• Objective
Recast the items below as a numbered list, from the first line through the line holding "[116,172,220,188]", inclusive, with blank lines omitted. Leave the pictures out of your answer.

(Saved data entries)

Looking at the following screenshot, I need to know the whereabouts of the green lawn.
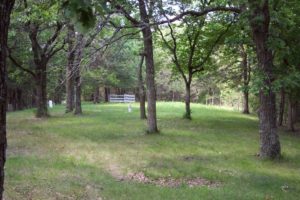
[5,103,300,200]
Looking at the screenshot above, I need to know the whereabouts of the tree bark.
[0,0,15,199]
[28,23,49,118]
[184,83,192,119]
[66,25,75,113]
[248,0,281,159]
[241,45,250,114]
[74,34,84,115]
[139,0,158,133]
[138,55,147,119]
[35,63,49,118]
[93,86,100,104]
[243,91,250,114]
[278,89,285,126]
[104,87,110,103]
[287,95,297,132]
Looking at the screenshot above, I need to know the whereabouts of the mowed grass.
[5,103,300,200]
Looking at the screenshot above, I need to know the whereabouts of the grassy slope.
[5,103,300,200]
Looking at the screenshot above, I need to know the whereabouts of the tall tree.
[66,24,76,113]
[0,0,15,199]
[158,12,231,119]
[9,0,64,117]
[138,53,147,119]
[248,0,281,159]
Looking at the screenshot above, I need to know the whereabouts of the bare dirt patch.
[116,172,220,188]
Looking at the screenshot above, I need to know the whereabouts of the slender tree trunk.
[35,63,49,118]
[184,83,192,119]
[278,89,285,126]
[66,25,75,113]
[138,55,147,119]
[139,0,158,133]
[241,45,250,114]
[0,0,15,199]
[104,87,110,103]
[74,34,84,115]
[93,86,100,104]
[248,0,281,159]
[243,90,250,114]
[287,95,297,132]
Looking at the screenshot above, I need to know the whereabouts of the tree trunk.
[138,55,147,119]
[35,63,49,118]
[243,90,250,114]
[104,87,110,103]
[287,95,297,132]
[74,34,84,115]
[248,0,281,159]
[93,86,100,104]
[184,83,192,119]
[241,45,250,114]
[66,25,75,113]
[0,0,14,199]
[278,89,285,126]
[139,0,158,133]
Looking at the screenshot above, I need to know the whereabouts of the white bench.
[109,94,135,103]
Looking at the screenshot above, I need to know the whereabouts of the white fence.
[109,94,135,103]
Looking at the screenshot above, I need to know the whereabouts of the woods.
[0,0,300,199]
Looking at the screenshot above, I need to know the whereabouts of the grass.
[5,103,300,200]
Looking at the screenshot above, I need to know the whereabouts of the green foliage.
[5,103,300,200]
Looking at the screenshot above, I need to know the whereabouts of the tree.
[0,0,15,199]
[9,1,64,117]
[158,9,231,119]
[248,0,281,159]
[66,24,76,113]
[138,53,147,119]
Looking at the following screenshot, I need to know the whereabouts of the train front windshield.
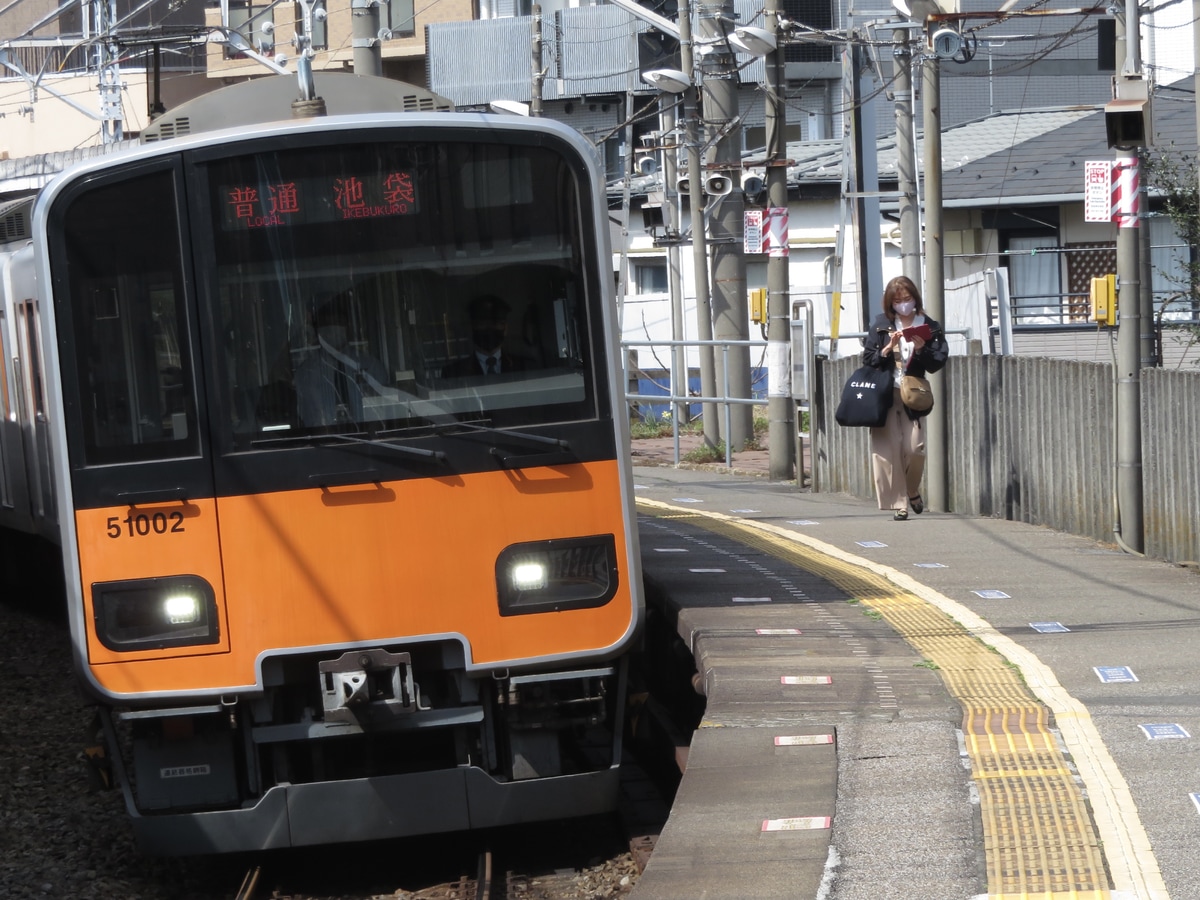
[199,142,609,450]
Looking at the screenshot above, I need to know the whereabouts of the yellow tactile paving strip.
[638,498,1166,900]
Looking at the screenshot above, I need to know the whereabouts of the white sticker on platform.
[762,816,829,832]
[1138,724,1192,740]
[1092,666,1138,684]
[775,734,833,746]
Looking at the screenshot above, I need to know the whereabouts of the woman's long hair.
[883,275,925,319]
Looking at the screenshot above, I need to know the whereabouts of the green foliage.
[1145,145,1200,362]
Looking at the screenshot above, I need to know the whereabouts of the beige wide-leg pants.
[871,388,925,510]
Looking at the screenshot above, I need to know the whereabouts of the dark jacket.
[863,313,950,419]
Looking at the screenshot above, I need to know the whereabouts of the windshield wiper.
[437,421,576,469]
[313,434,446,463]
[250,432,446,463]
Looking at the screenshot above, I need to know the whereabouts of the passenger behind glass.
[442,294,529,378]
[295,295,388,428]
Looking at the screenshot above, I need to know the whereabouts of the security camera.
[742,175,767,203]
[704,175,733,197]
[730,25,775,58]
[930,28,962,59]
[637,156,659,175]
[642,68,691,94]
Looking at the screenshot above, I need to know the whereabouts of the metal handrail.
[620,340,767,468]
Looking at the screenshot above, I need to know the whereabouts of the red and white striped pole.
[1110,155,1139,228]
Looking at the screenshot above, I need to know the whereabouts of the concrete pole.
[1138,151,1160,368]
[892,28,920,284]
[1115,0,1142,553]
[529,4,542,116]
[659,103,688,425]
[679,0,721,448]
[698,0,754,450]
[918,47,950,511]
[766,0,803,481]
[350,0,383,77]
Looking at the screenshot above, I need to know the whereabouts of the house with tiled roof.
[611,80,1200,365]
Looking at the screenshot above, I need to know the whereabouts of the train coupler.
[319,649,428,722]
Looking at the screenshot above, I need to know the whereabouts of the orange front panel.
[84,462,634,692]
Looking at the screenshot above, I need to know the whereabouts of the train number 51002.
[108,510,184,538]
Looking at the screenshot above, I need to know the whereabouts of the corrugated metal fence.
[811,355,1200,562]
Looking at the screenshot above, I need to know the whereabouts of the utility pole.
[690,0,754,450]
[659,101,688,434]
[922,31,950,511]
[892,28,920,284]
[679,0,720,448]
[95,0,125,144]
[1114,0,1151,552]
[529,4,542,117]
[350,0,383,76]
[766,0,803,481]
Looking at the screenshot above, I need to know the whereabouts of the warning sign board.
[1084,160,1112,222]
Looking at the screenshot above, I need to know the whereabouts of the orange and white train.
[0,76,642,854]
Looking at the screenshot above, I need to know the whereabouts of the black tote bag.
[833,366,895,428]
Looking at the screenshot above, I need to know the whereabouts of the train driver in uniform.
[442,294,529,378]
[295,295,388,428]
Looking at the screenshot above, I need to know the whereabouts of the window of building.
[634,259,670,294]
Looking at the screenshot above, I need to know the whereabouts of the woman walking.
[863,275,949,522]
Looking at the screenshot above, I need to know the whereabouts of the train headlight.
[496,534,618,616]
[91,575,221,650]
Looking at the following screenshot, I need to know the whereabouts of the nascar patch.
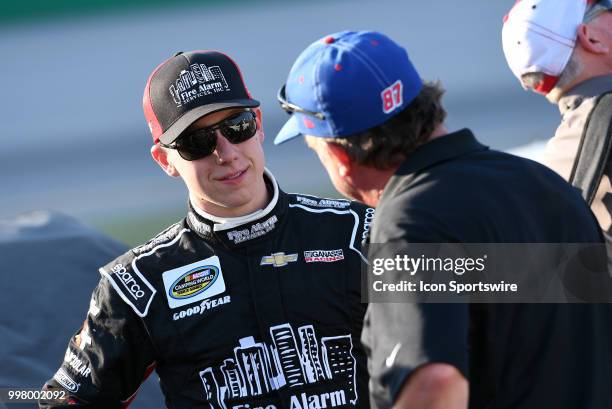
[162,256,225,308]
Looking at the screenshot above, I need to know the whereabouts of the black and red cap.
[142,50,259,144]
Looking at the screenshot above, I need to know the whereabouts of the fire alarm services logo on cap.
[168,64,230,107]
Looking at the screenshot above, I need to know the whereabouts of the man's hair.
[521,52,582,103]
[307,82,446,169]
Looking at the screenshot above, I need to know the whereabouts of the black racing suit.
[40,174,374,409]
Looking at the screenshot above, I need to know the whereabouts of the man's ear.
[578,24,610,54]
[151,143,180,178]
[325,142,353,177]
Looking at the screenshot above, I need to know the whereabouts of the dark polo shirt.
[363,130,612,409]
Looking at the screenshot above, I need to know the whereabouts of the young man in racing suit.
[40,51,373,409]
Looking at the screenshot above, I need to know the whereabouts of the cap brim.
[274,114,302,145]
[159,99,259,145]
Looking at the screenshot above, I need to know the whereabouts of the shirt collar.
[380,129,489,201]
[558,74,612,114]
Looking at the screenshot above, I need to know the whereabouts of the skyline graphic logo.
[199,323,358,409]
[168,64,230,108]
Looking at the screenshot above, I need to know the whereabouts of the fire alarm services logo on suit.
[168,64,230,107]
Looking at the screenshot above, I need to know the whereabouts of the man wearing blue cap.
[275,32,612,408]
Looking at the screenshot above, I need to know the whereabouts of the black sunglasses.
[159,111,257,161]
[276,84,325,121]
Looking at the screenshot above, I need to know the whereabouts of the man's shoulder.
[100,221,189,317]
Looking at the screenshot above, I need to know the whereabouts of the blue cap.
[274,31,423,145]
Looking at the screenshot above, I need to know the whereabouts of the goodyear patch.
[162,256,225,308]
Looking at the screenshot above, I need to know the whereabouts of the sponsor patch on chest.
[304,249,344,263]
[162,256,225,308]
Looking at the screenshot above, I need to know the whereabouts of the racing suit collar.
[187,169,287,247]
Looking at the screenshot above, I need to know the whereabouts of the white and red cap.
[502,0,596,94]
[142,50,259,144]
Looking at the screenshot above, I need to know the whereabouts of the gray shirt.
[543,74,612,234]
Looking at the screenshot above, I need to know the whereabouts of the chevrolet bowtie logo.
[259,252,298,267]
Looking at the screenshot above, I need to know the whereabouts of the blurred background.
[0,0,559,245]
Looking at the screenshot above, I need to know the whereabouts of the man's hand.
[393,363,468,409]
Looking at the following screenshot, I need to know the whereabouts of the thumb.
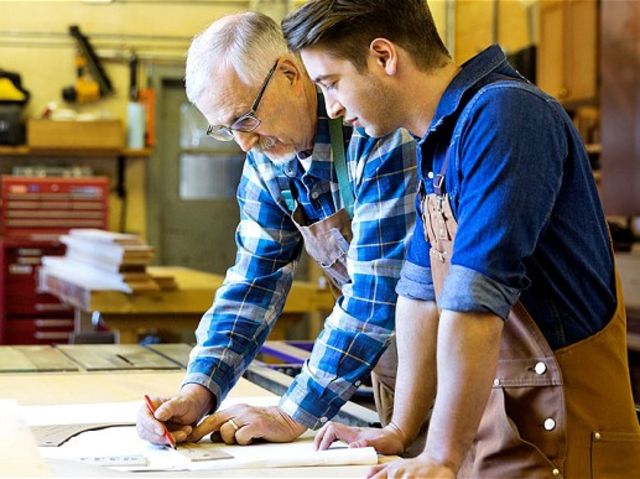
[349,439,371,447]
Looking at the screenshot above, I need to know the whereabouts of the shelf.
[584,143,602,155]
[0,145,153,158]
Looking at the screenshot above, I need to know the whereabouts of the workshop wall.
[0,0,452,237]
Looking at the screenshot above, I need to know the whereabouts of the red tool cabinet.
[0,176,109,344]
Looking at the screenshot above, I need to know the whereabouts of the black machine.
[62,25,113,103]
[0,69,30,145]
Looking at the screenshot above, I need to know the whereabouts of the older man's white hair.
[185,12,288,104]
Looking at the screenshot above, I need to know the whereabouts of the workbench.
[39,266,335,343]
[0,344,385,477]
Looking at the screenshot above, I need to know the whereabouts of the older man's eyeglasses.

• Solution to the exercise
1. Looking at the following screenshot, I need to know the whereabouts of the green lawn.
2. [5,103,300,200]
3. Looking at the screenshot above, I need to know the whereabouts of the tree bark.
4. [0,0,15,199]
5. [28,23,49,118]
6. [184,83,192,119]
7. [66,25,75,113]
8. [248,0,281,159]
9. [241,45,250,114]
10. [74,34,84,115]
11. [139,0,158,133]
12. [138,55,147,119]
13. [35,63,49,118]
14. [93,86,100,104]
15. [243,91,250,114]
16. [278,89,285,126]
17. [104,87,110,103]
18. [287,95,297,132]
19. Looking at the screenshot above, I need to know the whereabouts of the mowed grass.
20. [5,103,300,200]
21. Looking at the screenshot above, I need to know the whereabouts of the grassy slope.
22. [5,103,300,200]
23. Looking at the screenshot above, I need to know the whereabouts of the tall tree.
24. [66,24,76,113]
25. [0,0,15,199]
26. [158,12,231,119]
27. [9,0,64,117]
28. [138,53,147,119]
29. [248,0,281,159]
30. Looking at the screenshot above, I need to know the whereabouts of the bare dirt patch.
31. [116,172,220,188]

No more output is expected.